_REQUIREMENT_. Copy each line of the records below that mentions the word "plank".

(Source records)
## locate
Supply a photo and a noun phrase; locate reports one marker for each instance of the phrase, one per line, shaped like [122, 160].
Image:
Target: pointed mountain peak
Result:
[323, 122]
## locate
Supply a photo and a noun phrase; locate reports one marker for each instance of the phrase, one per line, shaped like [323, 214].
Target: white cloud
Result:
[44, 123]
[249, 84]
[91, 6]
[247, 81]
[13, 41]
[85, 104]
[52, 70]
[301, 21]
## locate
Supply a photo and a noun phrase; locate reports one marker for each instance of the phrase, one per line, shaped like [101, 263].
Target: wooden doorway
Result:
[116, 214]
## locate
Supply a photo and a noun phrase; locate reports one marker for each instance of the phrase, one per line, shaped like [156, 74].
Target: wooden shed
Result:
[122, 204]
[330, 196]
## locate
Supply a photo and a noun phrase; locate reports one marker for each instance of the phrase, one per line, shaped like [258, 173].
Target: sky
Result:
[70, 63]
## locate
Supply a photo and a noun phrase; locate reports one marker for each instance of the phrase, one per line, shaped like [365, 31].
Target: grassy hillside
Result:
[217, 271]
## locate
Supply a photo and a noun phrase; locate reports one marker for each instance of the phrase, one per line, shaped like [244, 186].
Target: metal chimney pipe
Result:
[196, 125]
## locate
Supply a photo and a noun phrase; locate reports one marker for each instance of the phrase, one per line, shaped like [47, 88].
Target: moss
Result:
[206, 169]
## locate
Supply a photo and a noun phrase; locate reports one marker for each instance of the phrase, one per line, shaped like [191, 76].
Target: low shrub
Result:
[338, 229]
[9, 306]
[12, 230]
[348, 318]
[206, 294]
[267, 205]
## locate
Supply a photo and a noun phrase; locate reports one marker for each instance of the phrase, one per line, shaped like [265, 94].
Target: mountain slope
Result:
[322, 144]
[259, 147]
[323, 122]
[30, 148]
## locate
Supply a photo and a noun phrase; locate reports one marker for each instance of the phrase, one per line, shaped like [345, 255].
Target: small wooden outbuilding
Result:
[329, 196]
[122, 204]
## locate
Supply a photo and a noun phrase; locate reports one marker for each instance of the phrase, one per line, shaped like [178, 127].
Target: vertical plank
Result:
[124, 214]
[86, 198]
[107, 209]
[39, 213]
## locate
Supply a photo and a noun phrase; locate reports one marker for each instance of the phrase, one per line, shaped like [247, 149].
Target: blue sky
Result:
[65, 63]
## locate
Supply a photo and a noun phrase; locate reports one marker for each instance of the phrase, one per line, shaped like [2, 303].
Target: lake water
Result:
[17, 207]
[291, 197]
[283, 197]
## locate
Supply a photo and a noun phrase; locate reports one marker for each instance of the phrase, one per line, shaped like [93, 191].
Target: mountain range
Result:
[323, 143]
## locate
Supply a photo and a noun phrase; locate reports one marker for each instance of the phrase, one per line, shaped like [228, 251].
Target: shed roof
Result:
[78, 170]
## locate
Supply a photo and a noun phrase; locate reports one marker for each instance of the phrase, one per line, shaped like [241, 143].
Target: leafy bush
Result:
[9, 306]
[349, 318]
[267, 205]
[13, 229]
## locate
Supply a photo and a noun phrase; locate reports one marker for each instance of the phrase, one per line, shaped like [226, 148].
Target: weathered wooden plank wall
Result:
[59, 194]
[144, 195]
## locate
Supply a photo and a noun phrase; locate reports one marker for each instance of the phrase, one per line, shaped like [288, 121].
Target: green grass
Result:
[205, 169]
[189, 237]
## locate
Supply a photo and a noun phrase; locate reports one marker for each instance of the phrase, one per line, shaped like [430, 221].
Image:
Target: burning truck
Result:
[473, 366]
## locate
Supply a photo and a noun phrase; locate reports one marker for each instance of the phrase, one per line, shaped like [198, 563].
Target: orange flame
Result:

_RESULT OF THIS EXERCISE_.
Target: vertical plank
Target: weathered wooden plank wall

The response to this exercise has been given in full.